Could you write out, word for word, the part of the essay on marriage and depression below that starts with "Gender and race are both" and goes on through "and marital status."?

* _QUOTED PASSAGE_
%%

This was what the present study was based on. The American Psychological Association (APA) suggested in 1993, that the most prevalent mental health problem and significant public health concern is depression. Epidemiological studies had found that ten to twenty percent of community-dwelling elders report clinically depressive symptomatology. Would you think that married couples report lower depressive symptoms than older couples on average? The answer is yes. The results of the statistics show it. Let’s look at the facts.

Much of the reason why married couples have depressive symptoms has to do with the fact that most couples have a source of support, identity, and gratification. Support is highly essential for one’s psychological well-being. However, if one spouse is depressed, the other spouse’s risk increases as well. The results found that husbands’ and wives’ depressive symptoms were moderately correlated, gender and race, and their interaction predicted depressive symptoms, and both individual-level and couple level characteristics were significant covariates. There is a clear difference in marital rates by gender and race with mid-life and older adults.

Gender and race are both associated with various depressive symptomatologies. There were interesting findings. Women are more likely to be depressed than men. Marriage is found to be less beneficial to women, and men are more likely to be married than women. In 1996, fifty-four percent of people sixty-five years and older were living with a spouse. With African Americans, it was thirty-four percent, and with Hispanics it is forty-eight percent. Though, these differences by gender and race are difficult to disentangle from confounding factors like income, health, education, and marital status.

On average, people with a higher education report lower depressive symptoms. Couples and individuals with lower income experience more symptoms. Poorer health shows higher depressive symptoms, especially with older adults. Higher depression is prevalent in young adult marriages and lowers in the middle-ages, and then it rises again after the age of sixty. This could be partly because there are frustrations and stress in older adult, perhaps because of physical or mental differences and changes or even care giving. Overall, being married is beneficial.

That is what the statistics tell us. Generally, married people show less depressive symptomatology than individuals that are not married. The statistics seem to prove that unmarried individuals are at a higher risk for depressive symptomatology. Growing old with someone gives people emotional support because that person has stuck by them for so long, through thick and thin. A man needs a woman, and a woman needs a man. It would seem that unmarried people are lonely based on the fact that everyone needs a special kind of intimate love.

The example I mentioned earlier about how my cousin thinks to never get married, really frustrates and bothers me. I always try to talk some sense into him that being single forever will not make him happy in life. Going out with random girls will not give him love and companionship and might get old, still not making him happy. But he says it will. I know that he fears being stuck with someone forever and being miserable, but statistically he would have lower levels of depressive symptomatology. Marriage gives someone so many things to live for- like a good family.

An individual just needs to find a person to fit their personality and other factors relating to that. I know I will make sure that I will find a compatible person to marry. If I am not careful with choosing who I will marry, I might end up marrying someone and being completely unhappy, or I will end up in a divorce. People have control over these things, as well as I do. It is beneficial to be married. Among the benefits, married couples experience lower levels of depressive symptomatology than unmarried individuals. Indeed, growing old with a loved one will give one some sense of joy.

%%

* _EXCERPTED DATA_
%%

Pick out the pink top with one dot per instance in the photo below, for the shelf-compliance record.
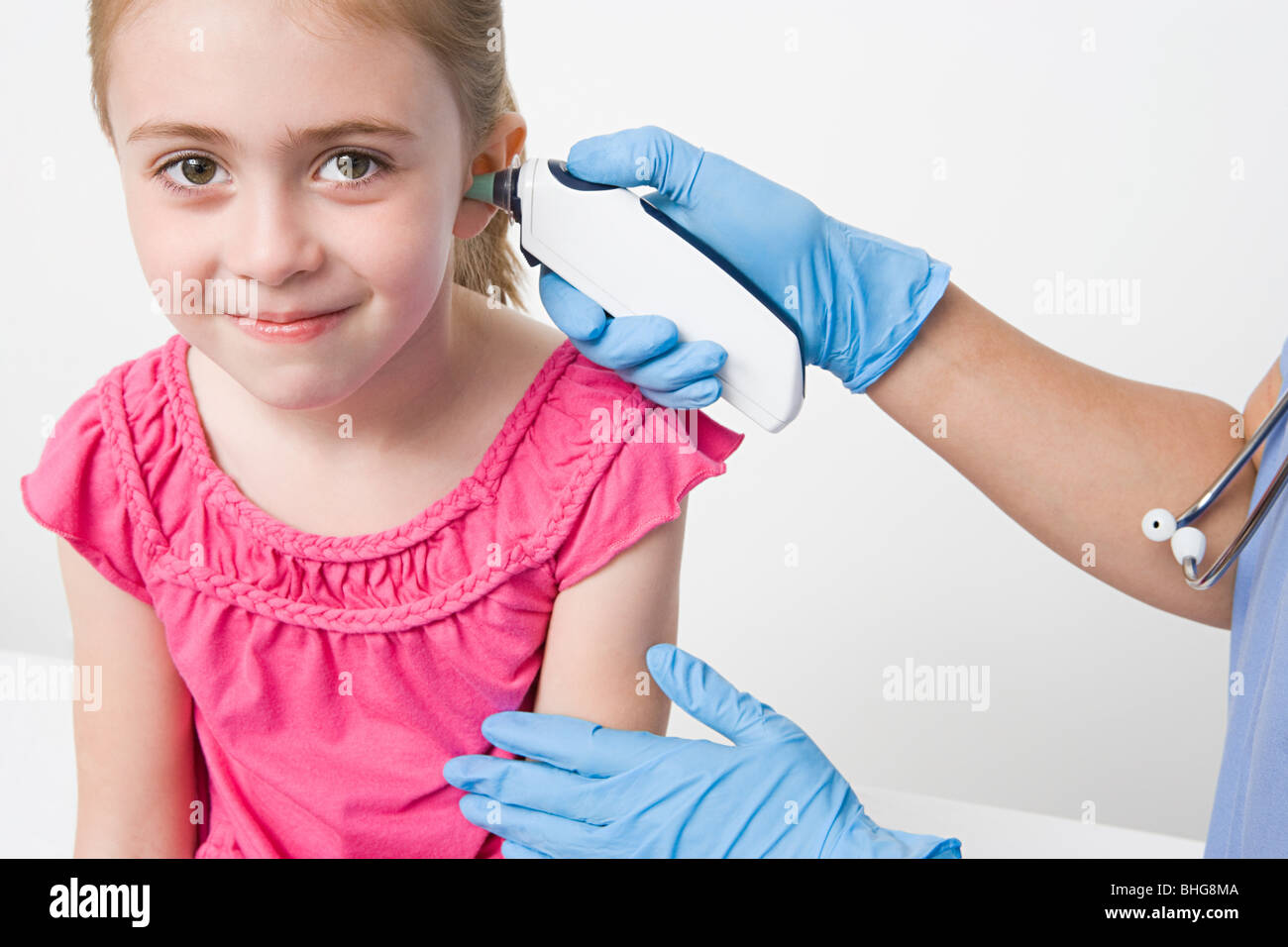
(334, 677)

%%
%%

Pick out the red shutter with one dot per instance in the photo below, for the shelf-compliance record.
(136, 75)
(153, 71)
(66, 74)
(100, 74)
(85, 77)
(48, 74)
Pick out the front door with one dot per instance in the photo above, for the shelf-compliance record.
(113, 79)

%%

* _EXERCISE ANSWER_
Gender and race are both associated with various depressive symptomatologies. There were interesting findings. Women are more likely to be depressed than men. Marriage is found to be less beneficial to women, and men are more likely to be married than women. In 1996, fifty-four percent of people sixty-five years and older were living with a spouse. With African Americans, it was thirty-four percent, and with Hispanics it is forty-eight percent. Though, these differences by gender and race are difficult to disentangle from confounding factors like income, health, education, and marital status.